Movement V: "Andantino"
The final "Andantino" holds the ultimate steps of the ongoing play of the tonal and textural motives. For this reason, its form may be more open since it involves ideas which by now are familiar and require no introduction. In any case, its opening theme (see Example 8a) is complex and continues the violin/’cello dualities of the “Recitativo” although now in simultaneous, as opposed to alternating lines. The Andantino begins, in fact, with an indirect reference to the preceding movement - the descending line in the violin F-D-D=-B=-A-E= outlines the opening accompanying sonority of the “Recitativo” (see Example 7a) but proceeds directly to an unfolding of the cavatina 1 series between the violin l and the inner voices. The ‘cello line however, which eventually assumes greater motivic independence could be taken to define more consistently an opening model/repetition format in mm.1-12. The sense of developmental reduction and cadence however in mm. 12 - 19 is clear in its significant focus on the tremolo now as a thematic as opposed to coloristic element. Note also the repeated cadencing on B= elements in the tremolo sonorities in m. 12 (in response to the earlier rallentando on B-A natural in m. 10) and 19.
The liquidation of the opening structure is to the tremolo chord stream of mm. 23 - 26 (see Example 8b) at which point the opening structure returns (mm. 27 - 35) in an altered form beginning with a rising arpeggiation in the ‘cello (as opposed to the descending figure in the violin) and restricting the model plus repetition, to the unfolding of the tones of the first cavatina series - the ‘cello taking the violin’s opening B-D/C-D= plus G (instead of E) with the last two tones now in tremolo. The reductions are recessive rather than cumulative as in the opening and they juxtapose significant elements from the first scherzo series: the C major/minor triad in rising pizzicato arpeggiations (a liquidation of the ascending arco sixteenths in the ‘cello from the opening of this presentation of the theme) with successive glissandi from the G up to F# and G# against the B= major/minor sonority unfolded downwards in the violins to a tremolo A/B natural upper mid-register tremolo. The reduction/liquidation is complete as the latter tremolo second shifts to F#-G# in the viola/’cello again the B= minor/major plus A-B natural elements unfold in the violins in ascending pizzicatti and sustained tremoli.

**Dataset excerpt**
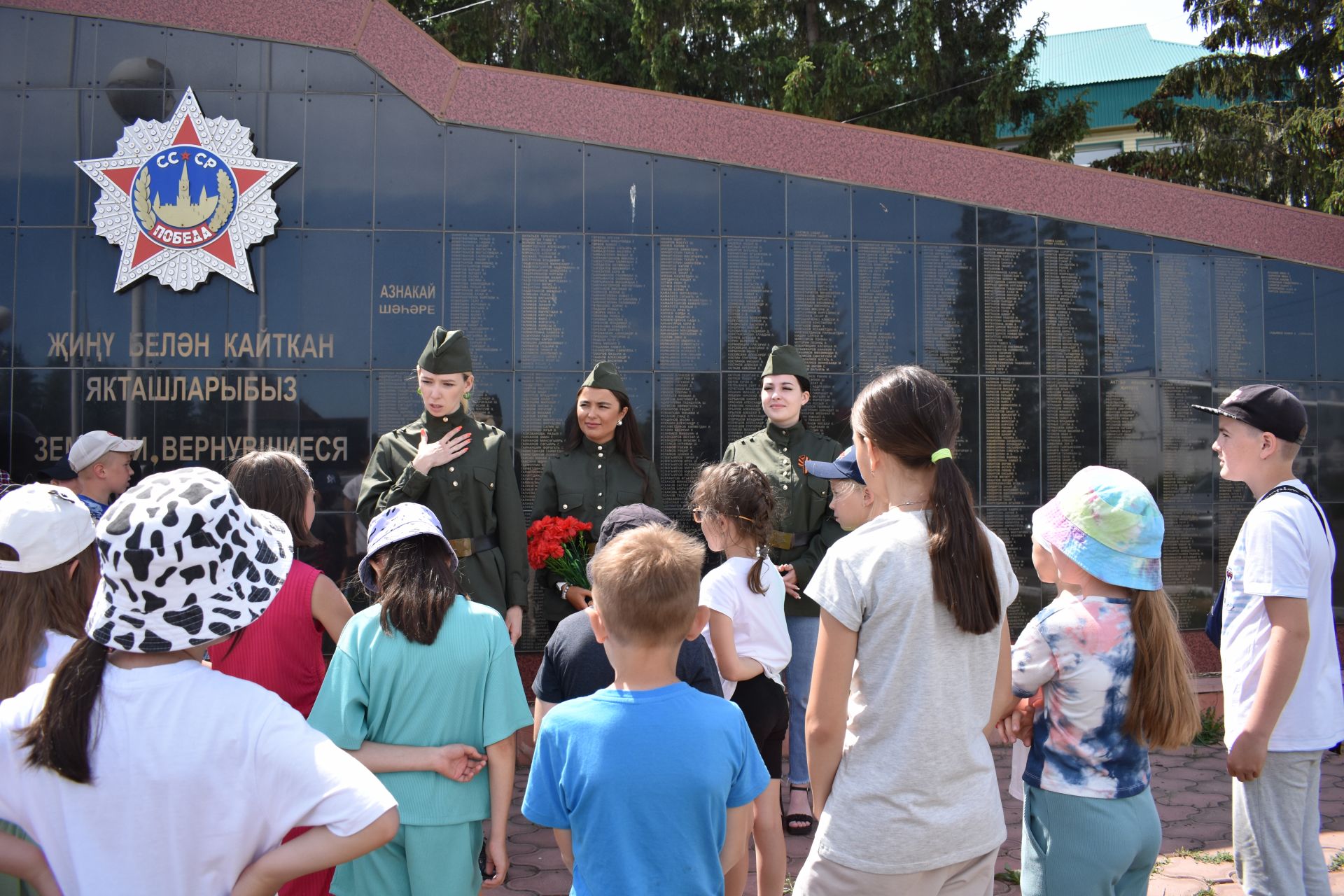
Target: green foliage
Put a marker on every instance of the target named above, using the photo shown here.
(946, 69)
(1281, 139)
(1209, 859)
(1210, 729)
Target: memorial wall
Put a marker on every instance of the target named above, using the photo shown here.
(1068, 344)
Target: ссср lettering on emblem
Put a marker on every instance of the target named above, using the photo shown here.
(185, 198)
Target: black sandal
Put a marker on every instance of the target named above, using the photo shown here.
(806, 821)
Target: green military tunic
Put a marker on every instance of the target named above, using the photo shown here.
(588, 484)
(802, 500)
(473, 496)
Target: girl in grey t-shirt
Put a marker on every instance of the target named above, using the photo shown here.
(911, 664)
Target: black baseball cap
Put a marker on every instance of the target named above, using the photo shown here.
(1270, 409)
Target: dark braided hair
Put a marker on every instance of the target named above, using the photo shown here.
(741, 496)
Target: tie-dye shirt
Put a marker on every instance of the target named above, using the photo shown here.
(1082, 652)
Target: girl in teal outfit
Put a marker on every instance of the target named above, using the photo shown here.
(422, 684)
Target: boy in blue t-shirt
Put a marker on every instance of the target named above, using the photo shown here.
(650, 782)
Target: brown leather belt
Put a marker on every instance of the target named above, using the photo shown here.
(467, 547)
(790, 540)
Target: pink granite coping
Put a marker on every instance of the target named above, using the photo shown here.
(660, 122)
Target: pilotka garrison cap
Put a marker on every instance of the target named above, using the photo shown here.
(605, 377)
(447, 352)
(1270, 409)
(785, 359)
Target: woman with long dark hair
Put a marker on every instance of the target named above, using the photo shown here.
(422, 680)
(918, 598)
(604, 466)
(804, 528)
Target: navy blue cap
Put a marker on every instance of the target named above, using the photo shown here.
(844, 468)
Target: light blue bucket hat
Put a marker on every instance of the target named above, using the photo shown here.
(1107, 523)
(396, 524)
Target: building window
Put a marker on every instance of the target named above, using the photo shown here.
(1149, 144)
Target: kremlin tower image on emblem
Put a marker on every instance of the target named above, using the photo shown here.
(183, 213)
(185, 220)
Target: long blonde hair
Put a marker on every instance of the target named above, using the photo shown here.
(1163, 711)
(33, 603)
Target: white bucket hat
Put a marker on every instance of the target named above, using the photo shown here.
(185, 562)
(45, 524)
(396, 524)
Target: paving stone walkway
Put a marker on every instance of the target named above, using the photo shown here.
(1194, 801)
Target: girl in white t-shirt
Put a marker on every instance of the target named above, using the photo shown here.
(49, 570)
(734, 505)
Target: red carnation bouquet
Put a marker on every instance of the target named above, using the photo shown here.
(559, 545)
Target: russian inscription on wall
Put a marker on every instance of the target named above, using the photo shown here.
(1066, 344)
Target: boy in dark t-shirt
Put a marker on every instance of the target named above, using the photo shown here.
(575, 665)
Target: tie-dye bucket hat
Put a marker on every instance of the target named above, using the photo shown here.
(1107, 523)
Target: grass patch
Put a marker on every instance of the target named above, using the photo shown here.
(1212, 859)
(1210, 729)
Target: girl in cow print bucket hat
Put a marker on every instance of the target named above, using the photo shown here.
(203, 773)
(185, 562)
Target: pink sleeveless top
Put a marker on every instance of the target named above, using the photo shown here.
(283, 652)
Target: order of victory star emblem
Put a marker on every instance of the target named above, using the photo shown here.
(185, 198)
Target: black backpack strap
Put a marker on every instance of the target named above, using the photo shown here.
(1297, 491)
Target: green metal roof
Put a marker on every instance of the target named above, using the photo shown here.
(1114, 67)
(1126, 52)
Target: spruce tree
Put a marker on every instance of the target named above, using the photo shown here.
(1278, 69)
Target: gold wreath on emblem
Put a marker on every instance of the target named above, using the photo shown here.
(144, 211)
(226, 203)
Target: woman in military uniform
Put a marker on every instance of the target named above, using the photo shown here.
(804, 528)
(603, 466)
(463, 470)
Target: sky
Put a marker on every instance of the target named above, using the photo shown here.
(1166, 19)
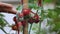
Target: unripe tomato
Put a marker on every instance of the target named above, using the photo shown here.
(26, 11)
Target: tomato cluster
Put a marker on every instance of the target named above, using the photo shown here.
(25, 16)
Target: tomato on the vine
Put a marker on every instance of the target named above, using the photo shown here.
(14, 27)
(26, 11)
(15, 19)
(36, 18)
(21, 15)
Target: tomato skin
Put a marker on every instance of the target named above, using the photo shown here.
(26, 11)
(19, 24)
(39, 2)
(36, 18)
(31, 20)
(14, 27)
(21, 15)
(15, 19)
(23, 23)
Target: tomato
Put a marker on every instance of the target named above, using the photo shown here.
(36, 18)
(21, 15)
(31, 20)
(14, 18)
(26, 11)
(23, 22)
(14, 27)
(19, 24)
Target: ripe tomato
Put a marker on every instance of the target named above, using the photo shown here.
(36, 18)
(19, 24)
(31, 20)
(14, 27)
(15, 19)
(20, 15)
(26, 11)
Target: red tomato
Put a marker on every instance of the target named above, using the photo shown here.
(23, 23)
(14, 18)
(31, 20)
(19, 24)
(14, 27)
(21, 15)
(26, 11)
(36, 18)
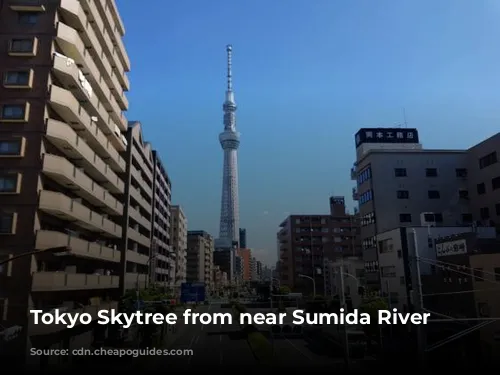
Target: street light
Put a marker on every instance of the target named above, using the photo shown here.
(53, 250)
(314, 283)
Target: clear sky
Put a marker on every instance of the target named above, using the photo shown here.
(307, 75)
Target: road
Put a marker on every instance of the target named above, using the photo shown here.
(199, 344)
(221, 345)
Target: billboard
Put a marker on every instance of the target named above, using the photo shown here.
(386, 135)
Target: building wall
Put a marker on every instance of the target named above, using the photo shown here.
(379, 205)
(163, 270)
(178, 238)
(138, 197)
(68, 167)
(246, 255)
(485, 204)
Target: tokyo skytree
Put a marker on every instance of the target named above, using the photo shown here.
(230, 141)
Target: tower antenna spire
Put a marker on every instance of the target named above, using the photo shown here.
(229, 50)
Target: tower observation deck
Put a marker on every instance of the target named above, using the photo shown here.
(230, 141)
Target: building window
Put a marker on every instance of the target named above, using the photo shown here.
(484, 212)
(405, 218)
(467, 218)
(478, 274)
(385, 246)
(430, 172)
(9, 183)
(403, 194)
(461, 172)
(495, 183)
(496, 270)
(28, 18)
(400, 172)
(433, 194)
(7, 223)
(481, 188)
(488, 160)
(14, 112)
(20, 78)
(365, 175)
(23, 47)
(388, 271)
(11, 147)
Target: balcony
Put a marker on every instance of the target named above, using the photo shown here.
(77, 150)
(26, 6)
(45, 329)
(68, 209)
(354, 175)
(134, 280)
(73, 178)
(139, 238)
(71, 110)
(135, 257)
(72, 46)
(74, 14)
(77, 247)
(355, 194)
(61, 281)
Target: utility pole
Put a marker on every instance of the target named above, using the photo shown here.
(419, 304)
(343, 304)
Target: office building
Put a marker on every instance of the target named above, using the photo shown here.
(401, 184)
(306, 240)
(163, 258)
(483, 175)
(178, 238)
(243, 238)
(200, 248)
(246, 258)
(62, 103)
(137, 216)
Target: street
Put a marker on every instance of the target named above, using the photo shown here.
(225, 345)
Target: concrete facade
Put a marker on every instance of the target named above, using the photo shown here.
(178, 238)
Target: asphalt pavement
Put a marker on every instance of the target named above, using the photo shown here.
(207, 345)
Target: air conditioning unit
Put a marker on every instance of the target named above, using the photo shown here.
(428, 219)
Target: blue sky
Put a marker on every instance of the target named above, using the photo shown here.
(307, 75)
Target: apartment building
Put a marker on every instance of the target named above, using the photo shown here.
(483, 171)
(200, 248)
(137, 217)
(62, 104)
(401, 184)
(246, 257)
(163, 258)
(306, 240)
(178, 238)
(243, 238)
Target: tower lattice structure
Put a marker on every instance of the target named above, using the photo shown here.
(230, 141)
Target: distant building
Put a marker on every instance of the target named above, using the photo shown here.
(200, 250)
(243, 238)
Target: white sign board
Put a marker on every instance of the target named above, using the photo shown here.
(451, 248)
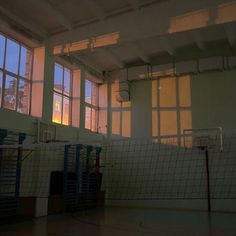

**Written exercise**
Please say whether each statement agrees with the Andantino analysis, giving yes or no and quoting the words that decide it: (a) the opening structure returns in mm. 27–35 in an altered form; (b) in that return, the reductions are cumulative rather than recessive; (c) the opening theme presents the violin/cello dualities in alternating lines. Rely only on the Andantino analysis, not on the lines.

**Result of the exercise**
(a) Yes: "the opening structure returns (mm. 27 - 35) in an altered form"
(b) No: "The reductions are recessive rather than cumulative as in the opening"
(c) No: "although now in simultaneous, as opposed to alternating lines"